[EXCERPTED TEXT]

Market View

A Bump, or Something More?

August was the 5th strong consecutive month for Equity and risk assets. From the bottom of the equity market in March, the MSCI World Index was up 53% at the end of August. The Index had not seen a drawdown of 5% or more since June. In that case the market nervousness was due to Jerome Powell providing investors a reality check on his expectation for the recovery of the economy.

The most recent sell-off that started on September 3, appeared to be due to technical reasons. The previous 4 weeks saw a significant run on speculative names and this seemed to have been sparked by the Tesla and Apple stock splits that both had effective dates at the end of August. Between the stock split announcements and the effective date, the Tesla share price surged an incredible 80% and Apple jumped almost 40%. While this was also on the back of strong Q2 results, it appeared this was also driven up by a speculative element. Other speculative investments such as the Cloud X Computing ETF (CLOU US) also jumped 20% in the 3 weeks prior to the end sell-off. After such a strong run, when the stock splits became effective, it was merely a matter of time before investors decided to take profits. The level of the share price falls was in concert with the strength of the rally.

[/EXCERPTED TEXT]
[SOURCE INFORMATION]

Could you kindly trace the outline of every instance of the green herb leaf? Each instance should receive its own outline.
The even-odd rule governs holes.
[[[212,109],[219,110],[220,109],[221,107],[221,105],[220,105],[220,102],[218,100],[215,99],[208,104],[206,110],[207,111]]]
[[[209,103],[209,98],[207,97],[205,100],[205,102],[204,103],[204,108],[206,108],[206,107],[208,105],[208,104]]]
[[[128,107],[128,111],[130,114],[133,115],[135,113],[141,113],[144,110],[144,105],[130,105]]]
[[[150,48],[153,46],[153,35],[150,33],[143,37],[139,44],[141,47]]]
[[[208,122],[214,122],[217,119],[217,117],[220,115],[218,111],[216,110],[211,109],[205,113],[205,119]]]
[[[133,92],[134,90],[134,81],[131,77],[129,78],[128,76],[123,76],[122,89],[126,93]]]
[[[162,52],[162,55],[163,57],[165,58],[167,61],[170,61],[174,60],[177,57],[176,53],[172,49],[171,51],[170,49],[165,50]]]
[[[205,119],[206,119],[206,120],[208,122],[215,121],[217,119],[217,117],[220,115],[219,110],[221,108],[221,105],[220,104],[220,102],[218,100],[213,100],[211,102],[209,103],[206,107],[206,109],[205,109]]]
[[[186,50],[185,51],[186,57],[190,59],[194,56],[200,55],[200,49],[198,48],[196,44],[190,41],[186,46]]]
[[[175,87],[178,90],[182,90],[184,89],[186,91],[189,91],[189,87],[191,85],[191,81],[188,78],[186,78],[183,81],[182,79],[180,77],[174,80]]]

[/SOURCE INFORMATION]

### REQUIRED ACTIONS
- 1) According to the market commentary, how much did Tesla's share price rise between the stock split announcement and the effective date?
- 2) Reproduce the market commentary word for word, starting at "Market View" and ending at "of the economy.".
Rely only on the market commentary, not on the items.

### ACTIVITY ANSWERS
- 1) It surged 80%.

- 2)
Market View

A Bump, or Something More?

August was the 5th strong consecutive month for Equity and risk assets. From the bottom of the equity market in March, the MSCI World Index was up 53% at the end of August. The Index had not seen a drawdown of 5% or more since June. In that case the market nervousness was due to Jerome Powell providing investors a reality check on his expectation for the recovery of the economy.